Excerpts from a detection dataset
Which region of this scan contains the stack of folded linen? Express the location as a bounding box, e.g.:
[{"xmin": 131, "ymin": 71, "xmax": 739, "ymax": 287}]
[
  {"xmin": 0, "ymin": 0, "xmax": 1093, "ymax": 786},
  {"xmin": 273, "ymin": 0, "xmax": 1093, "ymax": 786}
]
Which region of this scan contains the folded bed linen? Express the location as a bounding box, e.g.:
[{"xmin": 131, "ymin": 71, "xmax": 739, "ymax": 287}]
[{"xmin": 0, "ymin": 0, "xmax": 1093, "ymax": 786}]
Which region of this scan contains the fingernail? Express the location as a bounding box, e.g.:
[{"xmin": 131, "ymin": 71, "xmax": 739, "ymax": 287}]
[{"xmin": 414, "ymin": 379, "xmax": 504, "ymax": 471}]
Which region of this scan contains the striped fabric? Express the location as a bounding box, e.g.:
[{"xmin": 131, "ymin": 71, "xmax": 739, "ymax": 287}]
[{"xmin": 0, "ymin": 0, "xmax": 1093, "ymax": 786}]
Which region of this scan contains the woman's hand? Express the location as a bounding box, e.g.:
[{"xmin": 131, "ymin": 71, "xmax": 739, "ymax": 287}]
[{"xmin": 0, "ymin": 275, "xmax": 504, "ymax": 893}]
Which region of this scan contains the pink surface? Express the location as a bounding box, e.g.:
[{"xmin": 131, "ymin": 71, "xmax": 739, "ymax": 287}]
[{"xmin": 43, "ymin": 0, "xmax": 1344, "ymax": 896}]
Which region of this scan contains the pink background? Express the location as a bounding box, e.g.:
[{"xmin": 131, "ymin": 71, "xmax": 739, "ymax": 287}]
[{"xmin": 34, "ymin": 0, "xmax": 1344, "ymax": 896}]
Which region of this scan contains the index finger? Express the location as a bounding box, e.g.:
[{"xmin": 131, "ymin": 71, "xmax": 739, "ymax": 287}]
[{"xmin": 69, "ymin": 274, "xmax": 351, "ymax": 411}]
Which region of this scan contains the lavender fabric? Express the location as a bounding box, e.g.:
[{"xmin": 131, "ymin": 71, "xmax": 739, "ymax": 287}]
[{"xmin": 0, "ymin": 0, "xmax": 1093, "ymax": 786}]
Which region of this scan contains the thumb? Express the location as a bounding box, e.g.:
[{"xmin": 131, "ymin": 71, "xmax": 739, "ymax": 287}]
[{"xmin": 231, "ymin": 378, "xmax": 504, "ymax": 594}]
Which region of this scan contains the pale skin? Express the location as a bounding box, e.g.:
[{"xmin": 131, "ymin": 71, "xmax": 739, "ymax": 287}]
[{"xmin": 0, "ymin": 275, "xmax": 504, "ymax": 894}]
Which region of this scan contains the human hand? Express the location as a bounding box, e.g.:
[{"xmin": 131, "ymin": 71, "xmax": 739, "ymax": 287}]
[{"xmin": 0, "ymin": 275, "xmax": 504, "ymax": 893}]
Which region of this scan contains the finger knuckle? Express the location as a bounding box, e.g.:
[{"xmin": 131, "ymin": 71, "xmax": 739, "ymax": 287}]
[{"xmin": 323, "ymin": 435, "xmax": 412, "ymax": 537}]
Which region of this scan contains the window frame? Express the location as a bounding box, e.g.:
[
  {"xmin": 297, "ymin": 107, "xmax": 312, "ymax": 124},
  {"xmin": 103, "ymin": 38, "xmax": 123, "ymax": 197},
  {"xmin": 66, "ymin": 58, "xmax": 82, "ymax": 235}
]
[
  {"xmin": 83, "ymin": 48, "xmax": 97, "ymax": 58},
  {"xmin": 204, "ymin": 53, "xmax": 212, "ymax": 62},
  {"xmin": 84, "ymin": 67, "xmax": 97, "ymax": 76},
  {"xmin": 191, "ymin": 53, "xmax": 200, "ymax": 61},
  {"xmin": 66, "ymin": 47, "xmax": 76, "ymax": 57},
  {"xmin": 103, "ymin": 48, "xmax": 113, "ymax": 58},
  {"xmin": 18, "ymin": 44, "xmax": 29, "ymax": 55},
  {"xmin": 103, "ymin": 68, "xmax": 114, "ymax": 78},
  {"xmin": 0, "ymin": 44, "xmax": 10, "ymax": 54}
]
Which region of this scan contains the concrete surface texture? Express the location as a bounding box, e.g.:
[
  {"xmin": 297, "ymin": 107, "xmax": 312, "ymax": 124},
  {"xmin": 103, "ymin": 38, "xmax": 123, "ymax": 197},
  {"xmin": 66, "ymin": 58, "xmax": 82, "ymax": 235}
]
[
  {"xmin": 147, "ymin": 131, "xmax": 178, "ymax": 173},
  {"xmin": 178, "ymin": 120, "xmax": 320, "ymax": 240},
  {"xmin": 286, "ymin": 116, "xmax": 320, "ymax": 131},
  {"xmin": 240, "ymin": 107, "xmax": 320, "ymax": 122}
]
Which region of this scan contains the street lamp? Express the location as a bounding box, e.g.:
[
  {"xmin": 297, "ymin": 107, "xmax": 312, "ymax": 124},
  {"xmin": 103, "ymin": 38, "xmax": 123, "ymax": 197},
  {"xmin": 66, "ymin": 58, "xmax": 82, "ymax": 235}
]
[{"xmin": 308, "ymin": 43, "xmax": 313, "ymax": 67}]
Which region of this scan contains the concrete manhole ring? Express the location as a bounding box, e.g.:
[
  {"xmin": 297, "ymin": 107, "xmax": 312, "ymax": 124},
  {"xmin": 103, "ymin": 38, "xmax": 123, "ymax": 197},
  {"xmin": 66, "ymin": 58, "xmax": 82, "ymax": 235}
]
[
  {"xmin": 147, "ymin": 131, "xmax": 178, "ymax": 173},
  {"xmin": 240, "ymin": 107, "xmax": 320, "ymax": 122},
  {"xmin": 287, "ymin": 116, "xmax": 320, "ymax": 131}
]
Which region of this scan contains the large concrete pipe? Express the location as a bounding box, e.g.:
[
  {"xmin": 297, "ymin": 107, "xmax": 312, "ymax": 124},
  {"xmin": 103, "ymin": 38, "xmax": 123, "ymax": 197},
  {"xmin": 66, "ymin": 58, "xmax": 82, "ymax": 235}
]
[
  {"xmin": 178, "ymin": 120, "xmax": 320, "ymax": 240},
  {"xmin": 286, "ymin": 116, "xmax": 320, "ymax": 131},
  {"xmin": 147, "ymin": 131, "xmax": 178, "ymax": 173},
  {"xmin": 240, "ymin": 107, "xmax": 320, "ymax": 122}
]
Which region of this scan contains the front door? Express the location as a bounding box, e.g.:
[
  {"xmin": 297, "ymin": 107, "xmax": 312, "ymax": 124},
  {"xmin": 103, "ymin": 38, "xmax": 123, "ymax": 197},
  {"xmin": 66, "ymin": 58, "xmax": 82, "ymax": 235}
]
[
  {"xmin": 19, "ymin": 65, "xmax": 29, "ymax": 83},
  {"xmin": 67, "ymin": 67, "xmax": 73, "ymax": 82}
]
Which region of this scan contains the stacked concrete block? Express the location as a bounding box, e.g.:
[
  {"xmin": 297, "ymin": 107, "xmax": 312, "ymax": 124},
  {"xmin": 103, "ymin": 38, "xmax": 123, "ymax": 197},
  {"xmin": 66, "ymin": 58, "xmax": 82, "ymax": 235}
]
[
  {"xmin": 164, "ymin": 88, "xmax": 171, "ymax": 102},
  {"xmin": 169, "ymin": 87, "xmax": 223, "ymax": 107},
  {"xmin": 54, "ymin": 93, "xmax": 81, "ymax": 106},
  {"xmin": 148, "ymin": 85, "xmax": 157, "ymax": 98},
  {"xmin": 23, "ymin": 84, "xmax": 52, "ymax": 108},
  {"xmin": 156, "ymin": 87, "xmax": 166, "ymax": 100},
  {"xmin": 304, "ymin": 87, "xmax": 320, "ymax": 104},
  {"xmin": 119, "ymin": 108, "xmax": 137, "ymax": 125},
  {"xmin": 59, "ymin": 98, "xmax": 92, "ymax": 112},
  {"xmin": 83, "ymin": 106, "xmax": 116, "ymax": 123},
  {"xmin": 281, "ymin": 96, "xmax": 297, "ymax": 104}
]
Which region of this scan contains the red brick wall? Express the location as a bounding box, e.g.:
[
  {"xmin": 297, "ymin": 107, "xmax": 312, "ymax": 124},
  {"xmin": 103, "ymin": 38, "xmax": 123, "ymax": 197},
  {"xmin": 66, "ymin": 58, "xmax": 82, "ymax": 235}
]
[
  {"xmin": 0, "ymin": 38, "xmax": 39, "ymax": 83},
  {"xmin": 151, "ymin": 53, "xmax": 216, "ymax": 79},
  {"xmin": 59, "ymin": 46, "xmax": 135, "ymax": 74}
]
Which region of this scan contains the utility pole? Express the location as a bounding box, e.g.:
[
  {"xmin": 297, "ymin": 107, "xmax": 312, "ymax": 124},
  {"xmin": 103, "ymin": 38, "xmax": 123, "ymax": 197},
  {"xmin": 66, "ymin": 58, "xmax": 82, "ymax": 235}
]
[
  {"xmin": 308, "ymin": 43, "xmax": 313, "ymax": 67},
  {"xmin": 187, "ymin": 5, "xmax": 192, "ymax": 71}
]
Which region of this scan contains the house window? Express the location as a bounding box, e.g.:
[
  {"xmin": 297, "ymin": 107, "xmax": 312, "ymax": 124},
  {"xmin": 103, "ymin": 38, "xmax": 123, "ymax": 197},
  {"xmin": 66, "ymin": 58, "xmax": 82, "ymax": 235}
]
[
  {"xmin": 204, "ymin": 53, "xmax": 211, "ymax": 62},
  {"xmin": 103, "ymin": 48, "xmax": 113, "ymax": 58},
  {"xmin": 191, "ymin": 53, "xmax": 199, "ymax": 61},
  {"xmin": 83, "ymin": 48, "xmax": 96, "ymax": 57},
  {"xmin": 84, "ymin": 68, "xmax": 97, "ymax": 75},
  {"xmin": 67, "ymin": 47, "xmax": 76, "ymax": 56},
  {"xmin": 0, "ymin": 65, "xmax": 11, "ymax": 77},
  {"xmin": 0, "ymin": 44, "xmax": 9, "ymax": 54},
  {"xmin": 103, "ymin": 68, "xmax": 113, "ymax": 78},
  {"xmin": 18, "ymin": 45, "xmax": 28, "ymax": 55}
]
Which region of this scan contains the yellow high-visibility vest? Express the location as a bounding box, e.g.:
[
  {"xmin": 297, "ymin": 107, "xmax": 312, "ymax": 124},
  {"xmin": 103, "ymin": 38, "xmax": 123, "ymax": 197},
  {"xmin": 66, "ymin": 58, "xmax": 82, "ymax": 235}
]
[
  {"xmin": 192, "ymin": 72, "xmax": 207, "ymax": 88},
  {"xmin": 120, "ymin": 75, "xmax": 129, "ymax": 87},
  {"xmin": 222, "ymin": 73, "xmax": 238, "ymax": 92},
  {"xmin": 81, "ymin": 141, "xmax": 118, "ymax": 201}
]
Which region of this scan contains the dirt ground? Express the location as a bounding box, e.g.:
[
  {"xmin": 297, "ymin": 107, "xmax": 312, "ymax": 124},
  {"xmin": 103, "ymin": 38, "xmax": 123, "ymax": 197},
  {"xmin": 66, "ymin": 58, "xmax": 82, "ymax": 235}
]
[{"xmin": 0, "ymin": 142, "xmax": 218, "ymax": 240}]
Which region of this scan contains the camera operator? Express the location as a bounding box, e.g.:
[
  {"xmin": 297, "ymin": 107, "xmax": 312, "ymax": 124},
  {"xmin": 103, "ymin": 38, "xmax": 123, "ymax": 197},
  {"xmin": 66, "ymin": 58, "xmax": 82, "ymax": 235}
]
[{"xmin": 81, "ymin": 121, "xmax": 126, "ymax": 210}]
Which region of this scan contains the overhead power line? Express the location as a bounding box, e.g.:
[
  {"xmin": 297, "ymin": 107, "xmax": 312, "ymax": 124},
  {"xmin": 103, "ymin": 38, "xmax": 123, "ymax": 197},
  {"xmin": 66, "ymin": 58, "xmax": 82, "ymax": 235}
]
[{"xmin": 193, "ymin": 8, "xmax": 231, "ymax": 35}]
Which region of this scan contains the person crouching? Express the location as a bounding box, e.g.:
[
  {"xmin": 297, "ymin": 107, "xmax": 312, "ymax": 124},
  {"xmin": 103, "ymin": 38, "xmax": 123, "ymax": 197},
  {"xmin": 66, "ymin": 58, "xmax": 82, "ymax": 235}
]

Aim of the exercise
Set down only these lines, exactly: the line containing "Which region of this scan contains the camera" and each line after it, through the end of the listing.

Result of this exercise
Which region of this scan contains the camera operator? Express the location as a bounding box, e.g.:
[
  {"xmin": 297, "ymin": 107, "xmax": 312, "ymax": 124},
  {"xmin": 103, "ymin": 38, "xmax": 123, "ymax": 197},
  {"xmin": 66, "ymin": 58, "xmax": 82, "ymax": 235}
]
[{"xmin": 81, "ymin": 121, "xmax": 126, "ymax": 210}]
Which region of this scan contains the overhead power line? Express the location as a bounding box, e.g.:
[
  {"xmin": 297, "ymin": 107, "xmax": 312, "ymax": 124},
  {"xmin": 103, "ymin": 38, "xmax": 123, "ymax": 197},
  {"xmin": 66, "ymin": 58, "xmax": 82, "ymax": 235}
]
[{"xmin": 193, "ymin": 8, "xmax": 231, "ymax": 35}]
Which region of this scan contains the person crouching? Express the location as a bounding box, e.g.:
[
  {"xmin": 297, "ymin": 107, "xmax": 312, "ymax": 124},
  {"xmin": 103, "ymin": 38, "xmax": 123, "ymax": 197},
  {"xmin": 66, "ymin": 58, "xmax": 82, "ymax": 235}
]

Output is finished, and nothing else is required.